• [WHAT THE TASK ASKS] The answer must consist of every line below that contains the word "hood".

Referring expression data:
########################################

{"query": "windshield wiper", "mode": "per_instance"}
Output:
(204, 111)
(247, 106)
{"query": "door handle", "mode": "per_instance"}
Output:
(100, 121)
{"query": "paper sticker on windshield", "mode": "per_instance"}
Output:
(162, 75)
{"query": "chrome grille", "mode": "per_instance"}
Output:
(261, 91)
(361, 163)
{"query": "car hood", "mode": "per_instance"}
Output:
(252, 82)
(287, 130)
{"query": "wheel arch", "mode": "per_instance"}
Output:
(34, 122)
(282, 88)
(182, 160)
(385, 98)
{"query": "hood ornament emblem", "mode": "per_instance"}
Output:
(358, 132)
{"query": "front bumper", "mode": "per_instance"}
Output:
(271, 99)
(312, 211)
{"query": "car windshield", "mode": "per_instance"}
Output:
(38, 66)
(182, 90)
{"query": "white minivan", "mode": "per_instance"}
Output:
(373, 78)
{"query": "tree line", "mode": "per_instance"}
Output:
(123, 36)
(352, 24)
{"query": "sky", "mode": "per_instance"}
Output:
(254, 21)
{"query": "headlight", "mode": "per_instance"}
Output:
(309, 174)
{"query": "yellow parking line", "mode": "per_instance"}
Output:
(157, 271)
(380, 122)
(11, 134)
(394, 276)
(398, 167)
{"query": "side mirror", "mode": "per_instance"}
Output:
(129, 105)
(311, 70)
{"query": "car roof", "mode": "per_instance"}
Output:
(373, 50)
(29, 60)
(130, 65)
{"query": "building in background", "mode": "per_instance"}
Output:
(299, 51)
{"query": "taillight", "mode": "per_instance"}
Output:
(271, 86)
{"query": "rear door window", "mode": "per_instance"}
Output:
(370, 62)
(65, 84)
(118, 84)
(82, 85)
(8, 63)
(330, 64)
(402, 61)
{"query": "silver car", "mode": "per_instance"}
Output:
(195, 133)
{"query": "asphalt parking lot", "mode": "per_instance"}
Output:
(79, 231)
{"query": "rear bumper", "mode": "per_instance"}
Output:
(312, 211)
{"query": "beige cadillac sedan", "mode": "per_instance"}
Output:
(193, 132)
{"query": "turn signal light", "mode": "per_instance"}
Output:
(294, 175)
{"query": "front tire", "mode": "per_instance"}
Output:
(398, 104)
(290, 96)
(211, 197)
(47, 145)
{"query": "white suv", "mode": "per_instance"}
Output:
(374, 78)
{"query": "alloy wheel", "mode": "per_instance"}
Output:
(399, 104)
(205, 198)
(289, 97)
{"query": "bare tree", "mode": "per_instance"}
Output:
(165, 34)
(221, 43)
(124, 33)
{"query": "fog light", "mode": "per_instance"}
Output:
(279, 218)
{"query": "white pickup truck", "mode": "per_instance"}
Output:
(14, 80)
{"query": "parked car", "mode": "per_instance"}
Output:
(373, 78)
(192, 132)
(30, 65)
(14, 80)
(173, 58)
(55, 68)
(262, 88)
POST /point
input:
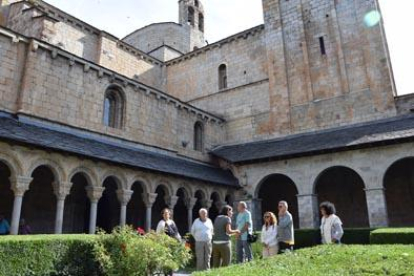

########################################

• [RESULT OF THE TASK]
{"query": "car hood", "mode": "per_instance"}
{"query": "hood ornament emblem", "mode": "per_instance"}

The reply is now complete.